▸ **Extract**
..............................
Yup, that’s right:  she didn’t get to name it. In fact, she was given the basic premise by her publisher, and then had carte blanche to come up with the characters, setting, etc. It was very frustrating for her, because even the cover art wasn’t correct!

I still have all of Bill Brittain’s books, signed to me. All the Money in the World. Who Knew There’d Be Ghosts? The Wish Giver. I think Wish Giver was my favorite — it was so dark, so eerie — although I know I read Ghosts at least fifty times that summer. He wrote the books he wanted to write, and it showed.

Lois Ruby admitted she doesn’t believe in ghosts, though she came to care for the characters she created for Rebel Spirits. Then she talked about a book she painstakingly researched and wrote — I won’t give away the plot here, but it’s a historical YA — that has yet to find a publisher. They like it, but they want changes. One wanted the protagonist to be older, so she changed it. Then the next editor wanted him to be younger. And so forth. They like it, but they fear it won’t sell well.

As she put it, she writes the books she doesn’t want to write so she can write the books she does want to write.

I wonder at what point we as writers begin to lose the “want to” and instead embrace the “need to.” I write about the supernatural because I want to. I’ll never forge the fierceness in Bill Brittain’s eyes as he said that, standing on the tiny stage in our rural school, his voice echoing through the gym. I felt almost like he was mad at me for asking such a dumb question, but now I realize he was simply defending his decision — and telling us that we shouldn’t bow to the mainstream.

The world of publishing has changed in the thirty years since then. I get that.l I really do. But at what point is it simply not worth it? I’m beginning to see why e-publishing is so enticing to so many writers. Being able to maintain control over your stories, writing what you want to write . . . not having to worry so much about numbers and sales and all that (though of course that’s important, too). We write what we want to write, and then we put it on Amazon or Smashwords, and hope it finds an audience. If we’ve done the job well, it will. But we get to remain in creative control.

Write what you want to write.

College is a Job

Just like the title says — college is a job.

I was reminded of this fact this past week. We just had the first real snowfall of the year here in Kansas. My classes were not cancelled, but some students decided not to come anyway.

That’s bad, because we had quite a bit of ground to cover AND we needed to discuss the exam for next week. Go over the study guide. Explain how the exam will go. Answer questions. About half of my students were there.
..............................
▸ **Extracted data**
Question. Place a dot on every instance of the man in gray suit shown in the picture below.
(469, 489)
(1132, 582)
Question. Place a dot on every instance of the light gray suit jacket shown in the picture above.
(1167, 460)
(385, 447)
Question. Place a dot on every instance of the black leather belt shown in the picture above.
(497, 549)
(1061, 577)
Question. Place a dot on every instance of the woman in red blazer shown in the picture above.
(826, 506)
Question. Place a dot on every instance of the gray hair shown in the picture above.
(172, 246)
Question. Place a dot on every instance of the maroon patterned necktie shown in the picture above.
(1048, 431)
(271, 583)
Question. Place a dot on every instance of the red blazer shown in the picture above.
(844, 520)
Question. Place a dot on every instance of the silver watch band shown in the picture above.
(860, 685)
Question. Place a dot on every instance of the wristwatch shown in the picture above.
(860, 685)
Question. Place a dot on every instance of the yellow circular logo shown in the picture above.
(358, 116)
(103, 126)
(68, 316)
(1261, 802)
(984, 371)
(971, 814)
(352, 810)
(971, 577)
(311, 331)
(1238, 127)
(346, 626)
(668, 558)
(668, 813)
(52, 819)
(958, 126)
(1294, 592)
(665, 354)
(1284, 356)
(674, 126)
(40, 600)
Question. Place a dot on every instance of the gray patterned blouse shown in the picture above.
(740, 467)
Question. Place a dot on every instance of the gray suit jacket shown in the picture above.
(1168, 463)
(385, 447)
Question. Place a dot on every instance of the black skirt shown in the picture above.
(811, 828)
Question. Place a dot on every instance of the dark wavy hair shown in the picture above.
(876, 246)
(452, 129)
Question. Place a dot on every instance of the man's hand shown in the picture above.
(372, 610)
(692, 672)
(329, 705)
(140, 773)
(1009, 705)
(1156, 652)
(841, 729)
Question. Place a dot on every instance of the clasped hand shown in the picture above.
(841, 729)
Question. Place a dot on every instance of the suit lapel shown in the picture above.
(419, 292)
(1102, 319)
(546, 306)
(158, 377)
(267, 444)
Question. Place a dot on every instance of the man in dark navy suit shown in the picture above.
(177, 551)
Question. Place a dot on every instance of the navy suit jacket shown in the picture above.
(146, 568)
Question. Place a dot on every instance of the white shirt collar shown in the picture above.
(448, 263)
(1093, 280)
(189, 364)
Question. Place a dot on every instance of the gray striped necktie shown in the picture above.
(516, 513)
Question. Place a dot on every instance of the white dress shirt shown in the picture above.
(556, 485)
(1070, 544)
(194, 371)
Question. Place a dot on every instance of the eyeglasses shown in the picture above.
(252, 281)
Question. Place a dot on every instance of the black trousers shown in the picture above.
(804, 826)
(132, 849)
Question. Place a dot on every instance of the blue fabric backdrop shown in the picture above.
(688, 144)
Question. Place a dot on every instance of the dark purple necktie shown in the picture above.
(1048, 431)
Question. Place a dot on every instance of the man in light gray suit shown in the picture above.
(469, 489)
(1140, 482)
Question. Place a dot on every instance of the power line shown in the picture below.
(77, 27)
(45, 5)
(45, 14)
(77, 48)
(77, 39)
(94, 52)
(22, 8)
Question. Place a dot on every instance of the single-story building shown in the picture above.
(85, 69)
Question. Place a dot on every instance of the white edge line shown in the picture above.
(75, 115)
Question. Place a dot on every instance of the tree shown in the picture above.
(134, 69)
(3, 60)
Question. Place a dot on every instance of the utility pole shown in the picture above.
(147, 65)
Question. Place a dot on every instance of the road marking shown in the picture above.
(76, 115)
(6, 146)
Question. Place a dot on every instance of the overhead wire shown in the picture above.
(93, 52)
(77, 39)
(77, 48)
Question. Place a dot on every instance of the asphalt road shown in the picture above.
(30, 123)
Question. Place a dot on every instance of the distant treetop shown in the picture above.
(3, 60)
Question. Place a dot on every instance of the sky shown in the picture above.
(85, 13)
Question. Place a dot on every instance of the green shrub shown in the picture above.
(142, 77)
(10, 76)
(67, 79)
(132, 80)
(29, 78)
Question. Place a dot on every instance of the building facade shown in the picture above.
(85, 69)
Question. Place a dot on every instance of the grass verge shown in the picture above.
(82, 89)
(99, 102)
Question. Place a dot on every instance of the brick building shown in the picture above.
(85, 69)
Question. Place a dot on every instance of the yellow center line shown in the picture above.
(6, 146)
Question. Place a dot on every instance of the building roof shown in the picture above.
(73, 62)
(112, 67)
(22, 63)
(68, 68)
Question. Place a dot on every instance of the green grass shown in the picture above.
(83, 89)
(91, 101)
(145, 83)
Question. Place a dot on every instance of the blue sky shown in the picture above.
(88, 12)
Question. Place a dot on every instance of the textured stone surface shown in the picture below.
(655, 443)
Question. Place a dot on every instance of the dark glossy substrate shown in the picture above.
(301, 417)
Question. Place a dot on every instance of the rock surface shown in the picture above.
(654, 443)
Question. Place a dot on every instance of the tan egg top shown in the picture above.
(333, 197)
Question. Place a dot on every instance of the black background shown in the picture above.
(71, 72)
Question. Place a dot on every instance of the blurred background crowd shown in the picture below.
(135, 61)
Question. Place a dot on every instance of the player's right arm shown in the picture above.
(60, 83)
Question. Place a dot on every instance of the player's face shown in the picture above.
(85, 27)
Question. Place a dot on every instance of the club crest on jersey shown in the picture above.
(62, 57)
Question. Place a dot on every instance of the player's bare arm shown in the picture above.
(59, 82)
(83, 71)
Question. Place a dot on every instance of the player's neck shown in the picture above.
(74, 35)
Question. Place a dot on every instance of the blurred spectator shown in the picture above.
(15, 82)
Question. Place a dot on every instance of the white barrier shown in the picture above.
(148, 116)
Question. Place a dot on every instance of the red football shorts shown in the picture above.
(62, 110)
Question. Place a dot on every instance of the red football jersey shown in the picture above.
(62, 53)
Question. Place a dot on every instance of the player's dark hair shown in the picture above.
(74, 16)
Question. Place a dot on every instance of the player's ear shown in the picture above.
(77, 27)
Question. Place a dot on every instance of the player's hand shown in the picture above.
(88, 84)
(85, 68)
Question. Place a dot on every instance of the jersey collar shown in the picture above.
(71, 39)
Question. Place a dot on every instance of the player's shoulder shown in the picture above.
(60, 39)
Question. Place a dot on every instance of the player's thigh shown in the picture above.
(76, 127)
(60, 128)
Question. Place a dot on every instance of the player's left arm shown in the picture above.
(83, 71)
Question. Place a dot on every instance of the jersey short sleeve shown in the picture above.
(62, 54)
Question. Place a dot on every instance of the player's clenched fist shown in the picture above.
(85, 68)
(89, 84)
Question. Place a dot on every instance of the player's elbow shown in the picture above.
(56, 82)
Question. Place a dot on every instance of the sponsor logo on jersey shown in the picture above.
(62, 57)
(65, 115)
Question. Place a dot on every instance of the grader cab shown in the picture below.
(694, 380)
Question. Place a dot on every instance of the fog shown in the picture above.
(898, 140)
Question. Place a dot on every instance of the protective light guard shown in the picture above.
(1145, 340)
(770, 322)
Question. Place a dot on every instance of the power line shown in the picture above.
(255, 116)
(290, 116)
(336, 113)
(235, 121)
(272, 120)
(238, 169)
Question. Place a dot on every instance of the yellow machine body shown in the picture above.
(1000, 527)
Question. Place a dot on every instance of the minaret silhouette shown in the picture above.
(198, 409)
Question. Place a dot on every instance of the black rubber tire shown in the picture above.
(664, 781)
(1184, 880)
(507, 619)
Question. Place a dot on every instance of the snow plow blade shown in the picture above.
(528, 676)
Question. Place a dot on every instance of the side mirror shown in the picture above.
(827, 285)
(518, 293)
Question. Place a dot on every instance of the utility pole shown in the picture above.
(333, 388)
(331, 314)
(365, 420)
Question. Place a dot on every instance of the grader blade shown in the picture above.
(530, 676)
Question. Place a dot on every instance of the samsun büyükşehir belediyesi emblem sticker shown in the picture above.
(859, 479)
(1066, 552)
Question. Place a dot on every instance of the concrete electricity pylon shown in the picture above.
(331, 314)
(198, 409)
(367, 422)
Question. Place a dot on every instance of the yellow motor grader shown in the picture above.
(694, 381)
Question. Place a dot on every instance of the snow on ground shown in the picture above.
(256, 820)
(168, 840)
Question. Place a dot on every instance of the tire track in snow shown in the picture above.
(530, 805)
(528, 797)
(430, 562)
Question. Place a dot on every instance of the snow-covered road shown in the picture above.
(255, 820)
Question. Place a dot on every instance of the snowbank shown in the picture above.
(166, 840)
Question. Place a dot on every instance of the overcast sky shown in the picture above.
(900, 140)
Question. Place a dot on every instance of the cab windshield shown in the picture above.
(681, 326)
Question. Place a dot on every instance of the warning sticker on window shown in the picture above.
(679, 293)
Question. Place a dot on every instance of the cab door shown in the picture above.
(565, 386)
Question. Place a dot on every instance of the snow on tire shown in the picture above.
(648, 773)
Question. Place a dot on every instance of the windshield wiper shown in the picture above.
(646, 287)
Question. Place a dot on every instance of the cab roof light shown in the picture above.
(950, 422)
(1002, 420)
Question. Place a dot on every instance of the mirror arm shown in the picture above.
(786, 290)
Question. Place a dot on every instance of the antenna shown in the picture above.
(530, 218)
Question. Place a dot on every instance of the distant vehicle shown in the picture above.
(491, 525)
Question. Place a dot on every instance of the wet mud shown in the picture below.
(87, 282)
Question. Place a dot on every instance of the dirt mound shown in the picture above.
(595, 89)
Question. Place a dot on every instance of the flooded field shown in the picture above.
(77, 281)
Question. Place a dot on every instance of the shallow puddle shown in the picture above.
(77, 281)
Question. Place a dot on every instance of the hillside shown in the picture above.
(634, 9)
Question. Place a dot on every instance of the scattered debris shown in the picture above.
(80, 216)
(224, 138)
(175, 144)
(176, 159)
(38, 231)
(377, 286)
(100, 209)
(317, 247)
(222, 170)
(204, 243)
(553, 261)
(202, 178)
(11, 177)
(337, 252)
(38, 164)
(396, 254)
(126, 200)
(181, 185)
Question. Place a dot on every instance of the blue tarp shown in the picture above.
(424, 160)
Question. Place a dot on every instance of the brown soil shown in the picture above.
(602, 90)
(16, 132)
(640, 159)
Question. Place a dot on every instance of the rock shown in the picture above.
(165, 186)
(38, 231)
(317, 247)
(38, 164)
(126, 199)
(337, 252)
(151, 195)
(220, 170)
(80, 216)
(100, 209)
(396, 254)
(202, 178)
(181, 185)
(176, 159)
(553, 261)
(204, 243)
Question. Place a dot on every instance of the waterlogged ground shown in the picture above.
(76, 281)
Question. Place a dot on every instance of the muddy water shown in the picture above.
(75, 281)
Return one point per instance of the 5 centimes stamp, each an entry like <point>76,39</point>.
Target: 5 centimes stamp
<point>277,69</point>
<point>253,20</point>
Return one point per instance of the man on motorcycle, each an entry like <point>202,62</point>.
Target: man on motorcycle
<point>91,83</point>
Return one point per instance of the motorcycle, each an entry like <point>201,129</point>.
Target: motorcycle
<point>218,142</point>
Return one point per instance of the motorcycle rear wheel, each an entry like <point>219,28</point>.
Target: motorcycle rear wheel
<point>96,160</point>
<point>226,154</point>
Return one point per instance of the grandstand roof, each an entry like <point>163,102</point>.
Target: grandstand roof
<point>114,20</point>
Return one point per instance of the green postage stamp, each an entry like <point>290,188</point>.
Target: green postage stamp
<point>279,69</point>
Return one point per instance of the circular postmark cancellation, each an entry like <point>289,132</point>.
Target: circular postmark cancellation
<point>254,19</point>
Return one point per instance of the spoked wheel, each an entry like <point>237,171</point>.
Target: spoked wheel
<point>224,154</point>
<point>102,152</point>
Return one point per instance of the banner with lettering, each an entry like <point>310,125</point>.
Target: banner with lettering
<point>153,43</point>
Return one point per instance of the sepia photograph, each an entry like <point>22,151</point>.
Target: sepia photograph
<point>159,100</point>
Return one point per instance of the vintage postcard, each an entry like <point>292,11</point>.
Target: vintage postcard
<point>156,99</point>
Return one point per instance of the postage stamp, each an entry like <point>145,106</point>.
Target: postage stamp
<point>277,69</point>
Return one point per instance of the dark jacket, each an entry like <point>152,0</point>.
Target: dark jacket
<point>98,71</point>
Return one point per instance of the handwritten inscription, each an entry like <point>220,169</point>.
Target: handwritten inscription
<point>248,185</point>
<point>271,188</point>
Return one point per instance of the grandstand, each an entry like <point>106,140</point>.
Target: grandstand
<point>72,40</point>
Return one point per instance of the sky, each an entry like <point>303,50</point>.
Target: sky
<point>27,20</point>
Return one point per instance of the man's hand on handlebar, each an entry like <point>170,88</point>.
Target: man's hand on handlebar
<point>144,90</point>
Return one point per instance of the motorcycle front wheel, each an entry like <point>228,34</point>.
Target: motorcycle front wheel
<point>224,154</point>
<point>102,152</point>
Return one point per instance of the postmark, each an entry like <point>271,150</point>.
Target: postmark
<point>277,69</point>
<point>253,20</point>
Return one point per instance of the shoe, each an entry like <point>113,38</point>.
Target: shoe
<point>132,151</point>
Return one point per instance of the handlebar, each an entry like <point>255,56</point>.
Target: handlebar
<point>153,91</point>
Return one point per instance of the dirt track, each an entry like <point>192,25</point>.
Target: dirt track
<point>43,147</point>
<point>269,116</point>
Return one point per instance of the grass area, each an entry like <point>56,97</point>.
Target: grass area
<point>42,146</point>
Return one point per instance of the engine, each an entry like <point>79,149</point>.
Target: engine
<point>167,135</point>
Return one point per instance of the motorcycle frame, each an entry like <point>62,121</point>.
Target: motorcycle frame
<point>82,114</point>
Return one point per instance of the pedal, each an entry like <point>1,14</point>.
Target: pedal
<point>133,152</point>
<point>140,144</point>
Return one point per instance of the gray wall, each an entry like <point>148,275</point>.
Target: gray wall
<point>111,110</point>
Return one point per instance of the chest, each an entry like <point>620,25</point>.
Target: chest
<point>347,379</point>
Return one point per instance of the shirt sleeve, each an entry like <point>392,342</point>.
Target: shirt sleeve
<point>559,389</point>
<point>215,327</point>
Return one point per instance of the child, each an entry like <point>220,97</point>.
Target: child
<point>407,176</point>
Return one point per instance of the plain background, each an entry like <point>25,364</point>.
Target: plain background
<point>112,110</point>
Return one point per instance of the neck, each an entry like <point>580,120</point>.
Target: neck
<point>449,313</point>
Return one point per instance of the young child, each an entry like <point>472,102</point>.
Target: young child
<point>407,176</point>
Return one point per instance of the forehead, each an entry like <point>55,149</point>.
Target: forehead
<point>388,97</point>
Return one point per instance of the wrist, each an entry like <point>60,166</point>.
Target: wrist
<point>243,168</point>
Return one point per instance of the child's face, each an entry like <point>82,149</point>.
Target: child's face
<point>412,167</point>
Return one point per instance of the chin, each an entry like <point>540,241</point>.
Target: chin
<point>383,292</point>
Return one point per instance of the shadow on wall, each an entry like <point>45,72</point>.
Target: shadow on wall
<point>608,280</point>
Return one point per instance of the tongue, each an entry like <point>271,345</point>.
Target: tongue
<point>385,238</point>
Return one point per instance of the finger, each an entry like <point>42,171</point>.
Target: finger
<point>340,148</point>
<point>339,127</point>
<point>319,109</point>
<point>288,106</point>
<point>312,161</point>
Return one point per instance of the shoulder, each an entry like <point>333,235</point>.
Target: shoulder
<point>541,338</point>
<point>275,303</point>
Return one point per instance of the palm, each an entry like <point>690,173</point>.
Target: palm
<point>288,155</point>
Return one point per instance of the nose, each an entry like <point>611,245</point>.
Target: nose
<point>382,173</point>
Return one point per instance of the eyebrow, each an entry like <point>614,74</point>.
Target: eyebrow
..............................
▸ **What is expected**
In the blog post on writing and publishing, what change did the first editor ask Lois Ruby to make to her historical YA book?

▸ **Output of the exercise**
The editor wanted the protagonist to be older.